# [Brief]
In the rows below, starting at the line that contains "Task: locate the man's right" and ending at the line that contains "[(387, 133)]", rewrite those lines as a numbered list and leave out any blank lines.

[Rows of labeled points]

● ● ● ● ● ● ●

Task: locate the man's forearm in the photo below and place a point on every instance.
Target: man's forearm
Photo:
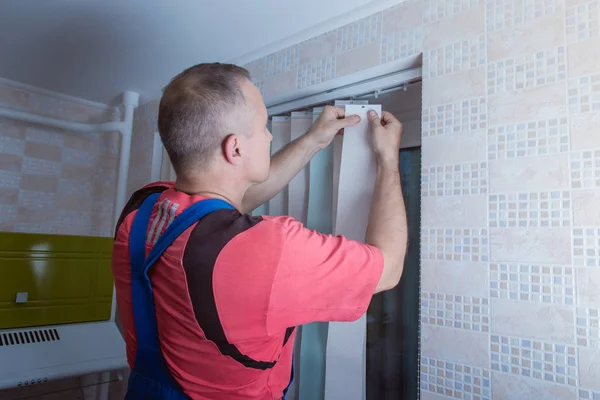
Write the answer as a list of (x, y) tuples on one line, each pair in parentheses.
[(387, 228), (285, 164)]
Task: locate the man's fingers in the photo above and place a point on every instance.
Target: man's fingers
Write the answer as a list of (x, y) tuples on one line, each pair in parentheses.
[(348, 121), (374, 118), (389, 118)]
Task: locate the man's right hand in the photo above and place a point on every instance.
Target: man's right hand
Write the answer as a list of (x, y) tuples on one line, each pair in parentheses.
[(387, 133)]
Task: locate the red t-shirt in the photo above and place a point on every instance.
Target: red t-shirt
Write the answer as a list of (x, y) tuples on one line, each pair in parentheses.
[(230, 289)]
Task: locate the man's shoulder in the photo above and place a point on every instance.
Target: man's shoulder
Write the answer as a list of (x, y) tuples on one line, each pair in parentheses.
[(138, 197)]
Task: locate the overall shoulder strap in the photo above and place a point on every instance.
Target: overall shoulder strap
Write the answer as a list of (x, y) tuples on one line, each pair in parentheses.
[(141, 290), (137, 236), (183, 221)]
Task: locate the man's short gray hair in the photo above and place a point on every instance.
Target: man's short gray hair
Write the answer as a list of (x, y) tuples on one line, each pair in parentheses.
[(194, 109)]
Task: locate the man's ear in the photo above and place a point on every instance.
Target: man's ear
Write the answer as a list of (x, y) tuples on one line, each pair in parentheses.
[(232, 149)]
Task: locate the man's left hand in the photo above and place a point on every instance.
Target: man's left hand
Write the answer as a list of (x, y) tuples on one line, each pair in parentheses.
[(331, 122)]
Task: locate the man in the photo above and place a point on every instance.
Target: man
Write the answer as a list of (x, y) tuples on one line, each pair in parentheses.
[(227, 293)]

● ● ● ● ● ● ●

# [Answer to this problem]
1. Task: locate the man's right hand in the photo above and place a point on every instance.
2. Target: man's right hand
3. Write the answer as a list of (x, y) tuples on one line, each pair in parentheses.
4. [(387, 133)]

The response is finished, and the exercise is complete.